[PROVIDED DATA Boundary: Start]
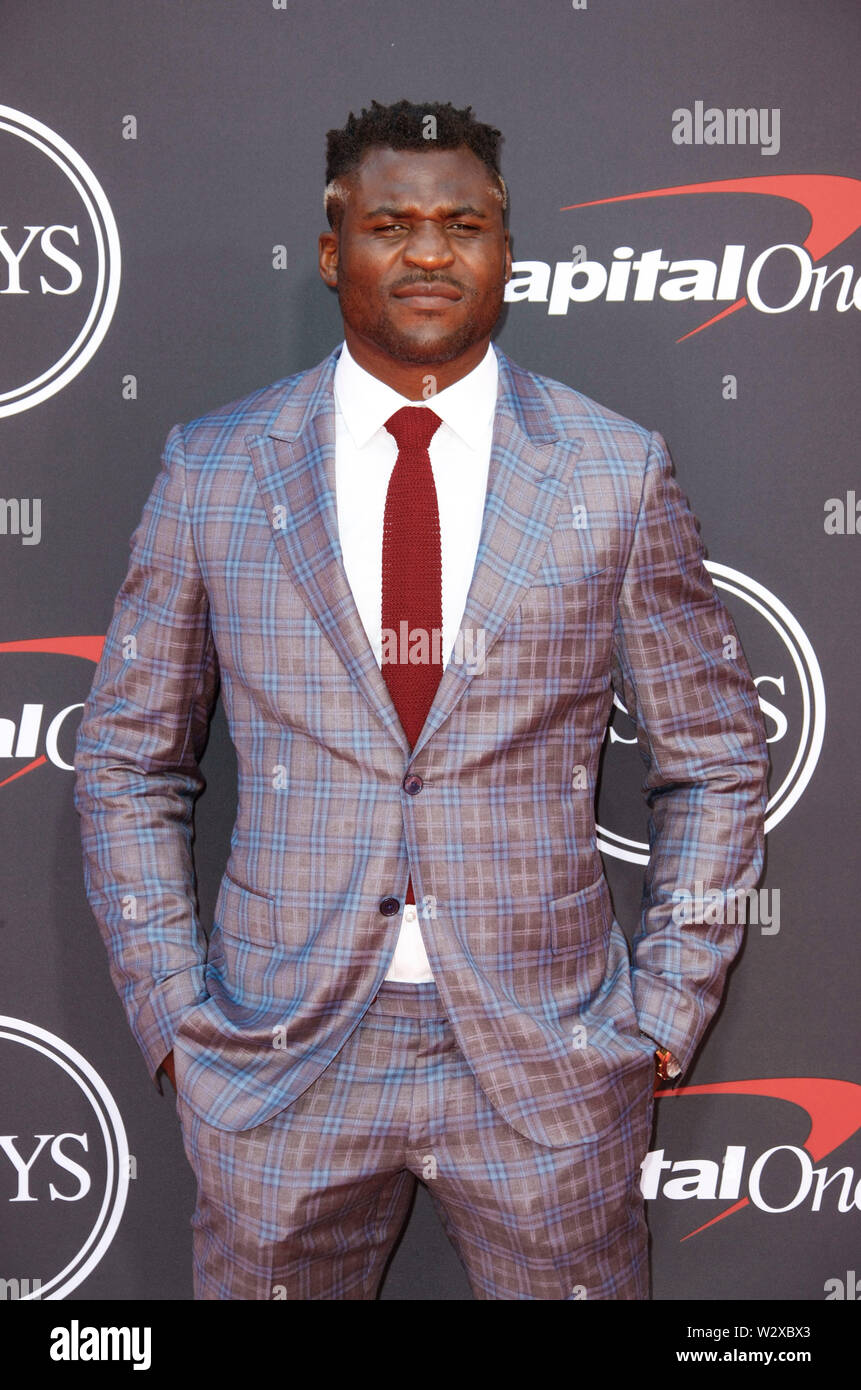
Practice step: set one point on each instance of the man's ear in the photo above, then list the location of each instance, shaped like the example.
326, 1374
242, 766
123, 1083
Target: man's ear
328, 257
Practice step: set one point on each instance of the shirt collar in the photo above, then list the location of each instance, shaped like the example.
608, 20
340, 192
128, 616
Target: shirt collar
366, 402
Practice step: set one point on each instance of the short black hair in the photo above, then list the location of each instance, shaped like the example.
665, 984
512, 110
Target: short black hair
404, 125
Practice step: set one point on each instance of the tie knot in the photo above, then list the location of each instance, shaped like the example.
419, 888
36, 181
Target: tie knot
413, 427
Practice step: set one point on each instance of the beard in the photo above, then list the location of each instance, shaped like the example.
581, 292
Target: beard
427, 344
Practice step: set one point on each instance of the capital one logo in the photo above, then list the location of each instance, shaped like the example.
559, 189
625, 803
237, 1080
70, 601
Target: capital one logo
778, 1179
64, 1164
59, 262
38, 733
792, 699
772, 280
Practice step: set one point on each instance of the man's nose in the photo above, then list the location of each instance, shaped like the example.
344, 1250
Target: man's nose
429, 246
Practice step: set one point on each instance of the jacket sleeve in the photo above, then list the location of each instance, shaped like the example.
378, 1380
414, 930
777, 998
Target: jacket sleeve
682, 676
143, 730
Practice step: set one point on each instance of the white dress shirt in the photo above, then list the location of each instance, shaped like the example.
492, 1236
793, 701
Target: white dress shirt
365, 459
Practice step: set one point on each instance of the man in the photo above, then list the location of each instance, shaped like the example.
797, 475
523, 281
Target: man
419, 573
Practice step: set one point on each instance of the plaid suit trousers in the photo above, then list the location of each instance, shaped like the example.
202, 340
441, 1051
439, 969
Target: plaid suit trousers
309, 1204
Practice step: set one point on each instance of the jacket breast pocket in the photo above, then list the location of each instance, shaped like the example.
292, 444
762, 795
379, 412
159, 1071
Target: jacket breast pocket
246, 913
582, 920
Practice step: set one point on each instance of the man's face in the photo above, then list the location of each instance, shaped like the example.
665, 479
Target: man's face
422, 255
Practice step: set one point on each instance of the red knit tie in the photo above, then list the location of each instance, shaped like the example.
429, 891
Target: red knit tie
412, 576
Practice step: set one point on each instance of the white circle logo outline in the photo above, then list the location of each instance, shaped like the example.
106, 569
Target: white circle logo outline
109, 263
110, 1214
813, 708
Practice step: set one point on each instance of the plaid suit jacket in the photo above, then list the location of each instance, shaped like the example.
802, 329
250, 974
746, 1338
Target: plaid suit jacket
589, 580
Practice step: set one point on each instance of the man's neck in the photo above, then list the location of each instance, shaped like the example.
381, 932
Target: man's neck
413, 380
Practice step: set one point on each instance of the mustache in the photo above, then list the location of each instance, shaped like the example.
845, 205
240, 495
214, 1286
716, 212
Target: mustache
430, 280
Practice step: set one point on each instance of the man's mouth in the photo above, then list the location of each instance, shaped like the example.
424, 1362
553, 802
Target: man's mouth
427, 289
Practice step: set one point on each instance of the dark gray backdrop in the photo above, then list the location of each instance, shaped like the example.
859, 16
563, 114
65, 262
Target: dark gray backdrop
231, 103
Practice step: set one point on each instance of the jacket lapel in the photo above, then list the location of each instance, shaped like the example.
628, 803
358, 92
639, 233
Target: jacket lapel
294, 464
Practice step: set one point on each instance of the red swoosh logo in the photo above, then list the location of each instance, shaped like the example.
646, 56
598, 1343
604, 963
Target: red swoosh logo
832, 1107
832, 202
86, 647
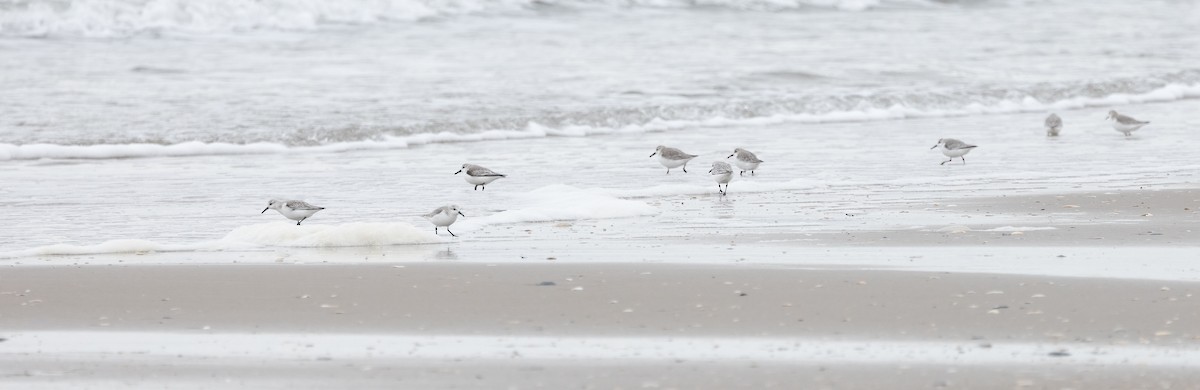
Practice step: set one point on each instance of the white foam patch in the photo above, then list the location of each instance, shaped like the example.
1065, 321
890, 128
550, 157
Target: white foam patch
291, 347
330, 235
562, 203
1021, 228
736, 186
275, 234
101, 18
1029, 105
111, 246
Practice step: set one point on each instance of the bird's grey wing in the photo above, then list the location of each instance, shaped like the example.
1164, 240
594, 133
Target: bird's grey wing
483, 172
435, 213
1054, 121
1128, 120
676, 154
303, 205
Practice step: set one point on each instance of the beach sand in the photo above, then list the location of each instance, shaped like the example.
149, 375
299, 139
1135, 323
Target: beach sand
558, 316
730, 304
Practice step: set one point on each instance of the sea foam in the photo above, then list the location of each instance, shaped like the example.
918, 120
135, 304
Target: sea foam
534, 130
118, 18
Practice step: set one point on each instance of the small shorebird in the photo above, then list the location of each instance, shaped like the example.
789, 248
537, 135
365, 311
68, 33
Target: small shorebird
671, 157
479, 175
1054, 124
444, 216
953, 148
721, 173
294, 210
1125, 124
747, 161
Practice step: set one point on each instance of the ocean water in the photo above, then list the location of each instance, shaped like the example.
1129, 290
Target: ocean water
157, 125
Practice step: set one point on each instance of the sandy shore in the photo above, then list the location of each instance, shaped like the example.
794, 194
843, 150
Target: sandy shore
967, 315
1080, 291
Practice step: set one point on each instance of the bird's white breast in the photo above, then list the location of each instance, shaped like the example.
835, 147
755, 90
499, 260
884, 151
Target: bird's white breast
672, 163
293, 214
745, 165
444, 219
1123, 127
480, 180
954, 153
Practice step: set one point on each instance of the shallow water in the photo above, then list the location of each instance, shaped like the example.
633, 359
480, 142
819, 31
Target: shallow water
371, 119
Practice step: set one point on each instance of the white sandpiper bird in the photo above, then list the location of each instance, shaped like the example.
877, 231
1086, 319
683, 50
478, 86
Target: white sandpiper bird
721, 173
1125, 124
294, 210
671, 157
1054, 125
479, 175
747, 161
953, 148
444, 216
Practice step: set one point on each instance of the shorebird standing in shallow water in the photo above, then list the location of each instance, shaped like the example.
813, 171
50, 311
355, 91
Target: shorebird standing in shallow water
479, 175
444, 216
721, 173
671, 157
747, 161
294, 210
1054, 124
953, 148
1125, 124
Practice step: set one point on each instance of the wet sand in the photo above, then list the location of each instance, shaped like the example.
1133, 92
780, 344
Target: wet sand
513, 313
594, 301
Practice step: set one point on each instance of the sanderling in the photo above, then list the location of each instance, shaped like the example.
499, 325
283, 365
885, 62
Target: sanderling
953, 148
444, 216
1125, 124
294, 210
1054, 124
747, 161
721, 173
479, 175
672, 157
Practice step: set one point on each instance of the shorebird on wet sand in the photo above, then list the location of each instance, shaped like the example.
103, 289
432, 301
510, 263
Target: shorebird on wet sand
953, 148
671, 157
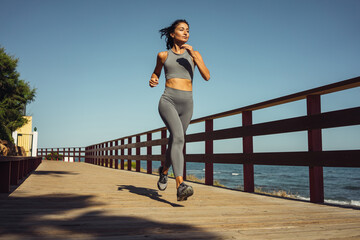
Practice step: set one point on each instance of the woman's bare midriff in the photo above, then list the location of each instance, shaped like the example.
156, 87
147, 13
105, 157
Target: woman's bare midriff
179, 83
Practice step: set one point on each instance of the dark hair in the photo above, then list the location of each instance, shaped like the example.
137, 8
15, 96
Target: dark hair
166, 32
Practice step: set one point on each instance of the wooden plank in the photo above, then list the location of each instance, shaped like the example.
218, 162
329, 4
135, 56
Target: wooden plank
127, 205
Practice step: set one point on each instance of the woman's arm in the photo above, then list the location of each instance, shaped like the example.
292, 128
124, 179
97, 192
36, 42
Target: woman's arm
204, 71
154, 80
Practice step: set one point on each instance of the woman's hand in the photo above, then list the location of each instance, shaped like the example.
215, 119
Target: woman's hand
189, 49
153, 82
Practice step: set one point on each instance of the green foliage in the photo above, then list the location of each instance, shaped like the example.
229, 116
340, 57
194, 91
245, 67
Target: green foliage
54, 156
14, 95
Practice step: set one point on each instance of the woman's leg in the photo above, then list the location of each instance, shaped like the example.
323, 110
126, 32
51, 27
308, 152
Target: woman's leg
171, 118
[PROVIDED DATA Boundary: End]
◆ ACTIVITY
Leaving the pictures out, reproduce the entries above exactly.

◆ ANSWER SPACE
Practice step: set one point on each instance of the man's ear in the photo above, then list the location of each instance, shaped like the example.
326, 1374
242, 766
123, 1083
Target: man's ear
328, 257
Practice step: set one point on each instance of the shirt collar in the photo above, then list the location of each instance, shaped like the example.
608, 20
340, 192
128, 616
Target: shirt collar
366, 402
Practice step: set one point on each instance of the short black hair in the photo above, then list the location of each instance, shaped like the example.
665, 984
512, 110
Target: short black hair
404, 125
Practice step: set one point on each instance of the tie knot in the photo above, then list the location of each instance, shaped like the example.
419, 888
36, 181
Target: tie knot
413, 427
Practice step: set one point on each instance of the beard in the photo above, then list the location of each instance, shaped like the example.
581, 292
Target: beard
427, 344
Practice step: set one point on each instance of the capital one logo in the photo above, then list the location of each instance, shaped like the example.
559, 189
625, 803
237, 1080
70, 601
Target: capital one logo
778, 1179
64, 1164
59, 262
38, 733
792, 699
772, 280
Practice step: set one point on each instance of the man's nose in the photo above, then list the location of each instance, shaped like the example.
344, 1250
Target: man's nose
429, 246
Practice step: set one point on each instance of the jacket sleeve in the photo above, then list the location of each instance, shaped like the example.
378, 1380
414, 930
777, 998
Target: jacket sleeve
682, 676
143, 730
Practice step: set one point on each instance of the white dress shirt in the photo above, then list the location of each instance, shaped like the example.
492, 1236
793, 701
Target: white dress shirt
365, 459
Practice step: set one point on each instance of the man in the photo above, then list the location of each instance, shaped like the example.
797, 475
523, 281
Target: man
419, 573
Practice step: set one point on each instance of the plaid suit trousers in the photo above, then list the location of each instance, shaped like the example.
202, 340
441, 1051
439, 969
Target: plaid suit trousers
309, 1204
Practice step: set one point on each instance of the jacket breast pocket in the photo above, then list the location of each instance, shaped like the example.
292, 444
762, 795
379, 412
159, 1071
Target: jacket breast pocket
246, 913
582, 920
Practice step: set one point on each instance of the man's face in the photo above, then list the location of each instance, shaped like the example.
665, 479
Target: man's face
422, 255
Practice step: set one point on each instance of the red knit tie in the photo above, then list the location of each instance, shaped like the example.
429, 891
Target: red knit tie
412, 576
Practice step: set one point on each instance of the white circle logo outline in the photo above, then list the location of each instance, shaped like the example.
106, 569
Target: white circle logo outline
109, 263
110, 1214
813, 708
Practice step: set one point on each instance of the plaid suit jacket in the photo above, then list the location of each instance, shaped like the example.
802, 329
250, 974
746, 1338
Target: plaid suit jacket
589, 580
Practice step: set one point on each instance of the man's neck in the photo above, then list the location of each instance, shaped like the example.
381, 932
Target: man's neck
413, 380
Practice step: set one point on each instance of the mustache in the photo above, then list the location of each instance, shaped like the example.
845, 205
240, 495
214, 1286
716, 212
Target: mustache
430, 280
Practice step: set one point on each instance of the man's mouth in the photo above, then list the location of each instance, shaped like the example.
424, 1362
553, 802
Target: man's mouth
427, 289
Practice step: set one point on each instance of the dark gray backdrop in the photo above, then list the location of each instance, shaped like the example.
859, 16
563, 114
65, 262
Target: dark gray backdrop
231, 103
Practice step: set one point on each instance of the jacket lapel in the photo above, then list the location of each instance, shaped like the example.
628, 803
358, 92
639, 233
Target: jacket lapel
294, 464
Practice step: set one point on each instance of the red swoosh logo in the photo above, then list the location of each instance, shaped like the example.
646, 56
598, 1343
604, 963
Target: red swoosh logo
832, 1107
832, 202
86, 647
Practice step: set one point on each instance of the white foam patch in the photo above, then list the location of each instance, shaped like the example.
1065, 321
890, 128
550, 157
Target: white foam patch
291, 347
330, 235
562, 203
1021, 228
736, 186
275, 234
101, 18
1029, 105
111, 246
Practice step: set one point on each instance of the bird's grey wing in the photo above, then list the location of each instance, shaped like the example.
1164, 240
594, 133
Target: bird's grey wing
483, 172
435, 213
1054, 121
1128, 120
676, 154
303, 205
Practice step: set one point on each instance of the beach sand in the photo above, then list the location of each instance, shaped like the example.
149, 375
299, 139
1135, 323
Target: beach sand
558, 316
730, 304
Practice step: set one point on each instance of the sea foam in the photo above, then list the location of each instance, shaped like the example.
918, 120
135, 304
Target: sea foam
534, 130
118, 18
Practice step: set one point on each instance of the small shorebird in the photo above, then list the location of each instance, shaped like the example.
789, 248
537, 135
365, 311
68, 33
Target: small shorebird
671, 157
479, 175
1054, 124
444, 216
953, 148
721, 173
294, 210
1125, 124
747, 161
Practice step: set one point on each instance of the ocean water in the photo above, then list the location of each instance, shaped like the example.
1129, 290
Target: ocean water
157, 125
Practice step: set one point on each instance of the sandy shore in the photo above, then list the location of each instance, shaped like the example.
794, 194
843, 150
Target: sandy shore
967, 315
1080, 291
Practice step: set one point on each instance of the bird's white breast in the photo above, then list the location of each instance, shaped like the example.
835, 147
755, 90
499, 260
884, 151
Target: bird's white breast
672, 163
293, 214
745, 165
444, 219
1123, 127
480, 180
954, 153
Practice step: set one point on each instance of the shallow water in the photo above, then list the location of each instance, shaped like the example.
633, 359
480, 142
819, 31
Target: shallow water
371, 119
Practice step: set one point on each instance of the white sandpiper bird in the photo above, then list the location of each instance, shaped like the example.
877, 231
1086, 319
683, 50
478, 86
Target: white sandpiper bird
721, 173
1125, 124
294, 210
671, 157
1054, 125
479, 175
747, 161
953, 148
444, 216
Practice step: set one point on each instance of the shorebird standing in shallow water in the photo above, then list the location of each instance, shaped like the example.
813, 171
50, 311
355, 91
Target: shorebird standing in shallow water
479, 175
444, 216
721, 173
671, 157
747, 161
294, 210
1054, 124
953, 148
1125, 124
Practice step: set one point on each instance of the wet sand in the photo above, then list the location of each instance, shaped like the example.
1133, 92
780, 344
Target: wet sand
513, 313
594, 301
Practice step: set one point on each instance of the sanderling in the photo above, then list the location of each instance, shaped like the example.
499, 325
283, 365
885, 62
Target: sanderling
953, 148
444, 216
1125, 124
294, 210
1054, 124
747, 161
721, 173
479, 175
672, 157
Practice step: set one point on each instance of the shorebird on wet sand in the photo above, then list the location of each instance, shaped like the example.
103, 289
432, 301
510, 263
Target: shorebird on wet sand
953, 148
671, 157
Practice step: set one point on each instance of the woman's bare midriff in the photo above, then list the location of each instance, shaped like the example.
156, 87
147, 13
105, 157
Target: woman's bare midriff
179, 83
Practice step: set one point on each instance of the dark hair in the photo above, then list the location of each instance, shaped like the example.
137, 8
15, 96
Target: dark hair
166, 32
Practice step: set one point on each instance of the wooden plank in the photo above, then list the location of each instance, shaped like the example.
218, 162
329, 4
135, 56
Target: wooden plank
127, 205
Practice step: set one point on each instance of the woman's arm in the photo above, then list the location of each instance, shaped like the example.
292, 128
124, 179
97, 192
36, 42
Target: woman's arm
204, 71
154, 80
Practice step: set one point on each instance of the woman's hand in the photo above, then list the location of each instance, shaped like the example.
215, 119
Target: woman's hand
189, 49
153, 82
Practice step: set one point on each instance of the green foliage in the photo above, then list the location of each instance, shaped like the example.
229, 116
340, 57
194, 91
245, 67
Target: green foliage
54, 156
14, 95
Practice step: set one point on each instance of the woman's leg in the photo above, then list the location of each instance, shaped like the example.
323, 110
126, 32
51, 27
308, 152
Target: woman's leg
171, 118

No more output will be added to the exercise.